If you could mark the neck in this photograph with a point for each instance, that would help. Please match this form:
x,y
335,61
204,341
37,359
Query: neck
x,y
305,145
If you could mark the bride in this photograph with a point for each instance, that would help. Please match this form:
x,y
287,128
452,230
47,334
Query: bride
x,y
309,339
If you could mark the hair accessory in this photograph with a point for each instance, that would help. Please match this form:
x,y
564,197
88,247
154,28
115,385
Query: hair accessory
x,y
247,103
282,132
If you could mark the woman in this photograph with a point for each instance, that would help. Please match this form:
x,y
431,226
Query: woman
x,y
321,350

┄┄┄┄┄┄

WHAT YOU ARE ASKED TO DO:
Rewrite all of the records above, replacing "photograph" with "image" and leaving the rest unchanged.

PROBLEM SOLUTION:
If you could mark the neck in this image with a point for each instance, that would help. Please match this form:
x,y
335,61
204,341
37,359
Query: neck
x,y
305,145
If you could mark the bride in this image with a point for each instance, that would help. Please match this form:
x,y
287,128
452,230
47,334
Query: bride
x,y
309,339
If you could mark the hair accessory in this image with a point for each instance, that would help. Please match this form:
x,y
564,197
88,247
154,28
115,385
Query: hair accessory
x,y
247,103
282,132
If you could mark the woman in this image with a point for each instance, that would help. Please match this form:
x,y
431,226
Query: woman
x,y
321,350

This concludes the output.